____ Source extract

Build vector tilesets from large collections of GeoJSON features.

Usage

tippecanoe -o file.mbtiles [file.json]

If the file is not specified, it reads GeoJSON from the standard input.

The GeoJSON features need not be wrapped in a FeatureCollection. You can concatenate multiple GeoJSON features or files together, and it will parse out the features and ignore whatever other objects it encounters.

Options

  • -l Layer name (default "file" if source is file.json)
  • -n Human-readable name (default file.json)
  • -z Base zoom level (default 14)
  • -Z Lowest zoom level (default 0)
  • -d Detail at base zoom level (default 12, for tile resolution of 4096)
  • -D Detail at lower zoom levels (default 10, for tile resolution of 1024)

Example

tippecanoe -o alameda.mbtiles -l alameda -n "Alameda County from TIGER" -z13 tl_2014_06001_roads.json

cat tiger/tl_2014_*_roads.json | tippecanoe -o tiger.mbtiles -l roads -n "All TIGER roads, one zoom" -z12 -Z12 -d14

Geometric simplifications

At every zoom level, line and polygon features are subjected to Douglas-Peucker simplification to the resolution of the tile.

________

- Written instruction A -
In the tippecanoe documentation, what is the default base zoom level?
- Written instruction B -
Using the tippecanoe documentation, explain why the second example can pipe several concatenated GeoJSON files into the command without naming an input file.

____ Data entries

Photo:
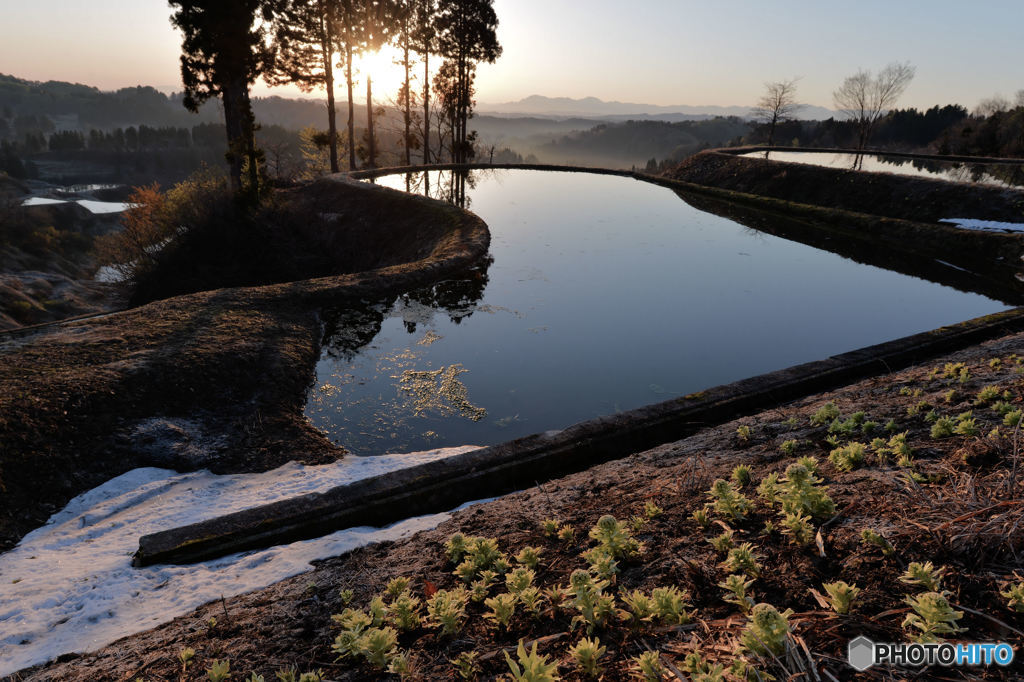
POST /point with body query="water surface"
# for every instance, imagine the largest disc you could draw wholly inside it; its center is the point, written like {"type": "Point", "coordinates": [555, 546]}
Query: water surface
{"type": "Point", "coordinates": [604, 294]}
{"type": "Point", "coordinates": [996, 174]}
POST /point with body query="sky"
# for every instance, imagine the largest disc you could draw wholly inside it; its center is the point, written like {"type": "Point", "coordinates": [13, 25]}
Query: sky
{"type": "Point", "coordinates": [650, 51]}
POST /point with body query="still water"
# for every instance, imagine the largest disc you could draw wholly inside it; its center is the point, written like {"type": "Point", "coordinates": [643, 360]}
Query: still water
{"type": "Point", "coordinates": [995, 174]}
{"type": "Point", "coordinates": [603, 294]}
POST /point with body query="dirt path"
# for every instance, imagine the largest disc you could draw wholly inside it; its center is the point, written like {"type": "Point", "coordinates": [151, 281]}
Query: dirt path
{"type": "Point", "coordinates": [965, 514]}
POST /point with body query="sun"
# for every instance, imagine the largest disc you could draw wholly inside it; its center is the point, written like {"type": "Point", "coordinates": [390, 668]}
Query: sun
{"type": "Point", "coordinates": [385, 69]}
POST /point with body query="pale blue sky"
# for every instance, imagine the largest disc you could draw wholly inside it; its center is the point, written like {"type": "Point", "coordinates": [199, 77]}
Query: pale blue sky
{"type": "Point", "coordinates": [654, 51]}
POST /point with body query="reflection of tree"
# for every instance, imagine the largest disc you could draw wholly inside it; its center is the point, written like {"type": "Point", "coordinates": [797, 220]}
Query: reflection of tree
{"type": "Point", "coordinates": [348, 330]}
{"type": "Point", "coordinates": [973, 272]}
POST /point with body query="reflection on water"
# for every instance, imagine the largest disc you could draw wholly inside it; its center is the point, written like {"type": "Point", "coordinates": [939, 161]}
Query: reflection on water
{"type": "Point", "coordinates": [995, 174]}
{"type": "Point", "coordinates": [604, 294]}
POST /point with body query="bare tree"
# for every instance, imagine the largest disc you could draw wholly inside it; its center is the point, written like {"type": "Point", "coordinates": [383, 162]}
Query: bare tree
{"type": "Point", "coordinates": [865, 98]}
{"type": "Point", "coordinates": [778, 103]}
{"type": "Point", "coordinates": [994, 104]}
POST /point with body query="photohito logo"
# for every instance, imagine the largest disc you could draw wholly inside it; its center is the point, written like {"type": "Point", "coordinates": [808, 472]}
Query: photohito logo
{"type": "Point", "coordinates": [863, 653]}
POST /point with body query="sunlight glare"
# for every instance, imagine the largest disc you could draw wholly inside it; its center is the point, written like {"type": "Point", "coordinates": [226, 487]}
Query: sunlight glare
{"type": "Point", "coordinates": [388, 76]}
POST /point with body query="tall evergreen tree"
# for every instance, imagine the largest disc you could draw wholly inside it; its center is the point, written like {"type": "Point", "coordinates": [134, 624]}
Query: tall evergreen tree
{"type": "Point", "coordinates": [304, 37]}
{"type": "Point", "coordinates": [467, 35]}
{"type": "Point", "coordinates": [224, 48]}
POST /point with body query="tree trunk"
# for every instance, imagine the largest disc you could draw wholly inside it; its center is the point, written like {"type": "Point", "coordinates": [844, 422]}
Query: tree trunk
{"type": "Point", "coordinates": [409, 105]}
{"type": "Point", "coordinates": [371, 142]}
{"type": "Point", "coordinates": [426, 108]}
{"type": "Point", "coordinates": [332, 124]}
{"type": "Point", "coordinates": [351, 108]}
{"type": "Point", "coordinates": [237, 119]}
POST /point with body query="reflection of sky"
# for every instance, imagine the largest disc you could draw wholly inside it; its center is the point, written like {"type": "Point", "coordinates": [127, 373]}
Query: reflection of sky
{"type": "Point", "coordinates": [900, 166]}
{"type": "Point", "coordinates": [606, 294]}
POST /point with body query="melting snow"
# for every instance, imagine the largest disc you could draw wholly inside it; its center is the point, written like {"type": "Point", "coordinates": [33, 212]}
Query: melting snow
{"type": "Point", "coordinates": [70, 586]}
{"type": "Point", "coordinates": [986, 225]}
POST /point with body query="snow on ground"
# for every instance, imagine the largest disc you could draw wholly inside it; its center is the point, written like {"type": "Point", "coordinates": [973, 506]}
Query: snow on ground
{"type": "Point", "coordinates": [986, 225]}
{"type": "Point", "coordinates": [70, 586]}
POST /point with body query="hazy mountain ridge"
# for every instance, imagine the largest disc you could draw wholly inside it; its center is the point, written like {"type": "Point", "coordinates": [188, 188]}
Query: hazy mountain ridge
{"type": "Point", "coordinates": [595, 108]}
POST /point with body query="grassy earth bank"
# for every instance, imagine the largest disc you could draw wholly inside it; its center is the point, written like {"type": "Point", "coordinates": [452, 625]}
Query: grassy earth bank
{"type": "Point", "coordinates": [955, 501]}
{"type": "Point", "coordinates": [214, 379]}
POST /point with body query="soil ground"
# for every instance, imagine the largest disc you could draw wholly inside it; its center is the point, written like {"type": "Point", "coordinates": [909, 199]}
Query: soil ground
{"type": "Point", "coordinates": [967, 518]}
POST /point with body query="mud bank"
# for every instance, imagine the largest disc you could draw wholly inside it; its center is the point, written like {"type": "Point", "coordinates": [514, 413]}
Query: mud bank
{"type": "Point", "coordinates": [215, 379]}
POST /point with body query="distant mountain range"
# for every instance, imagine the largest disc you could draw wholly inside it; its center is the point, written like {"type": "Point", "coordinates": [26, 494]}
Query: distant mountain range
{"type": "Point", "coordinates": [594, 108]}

________

- Written response A -
The default base zoom level is 14.

- Written response B -
When no file is specified, tippecanoe reads GeoJSON from the standard input, so it can receive the output of cat. The features also need not be wrapped in a FeatureCollection, because tippecanoe parses out the features and ignores any other objects it encounters.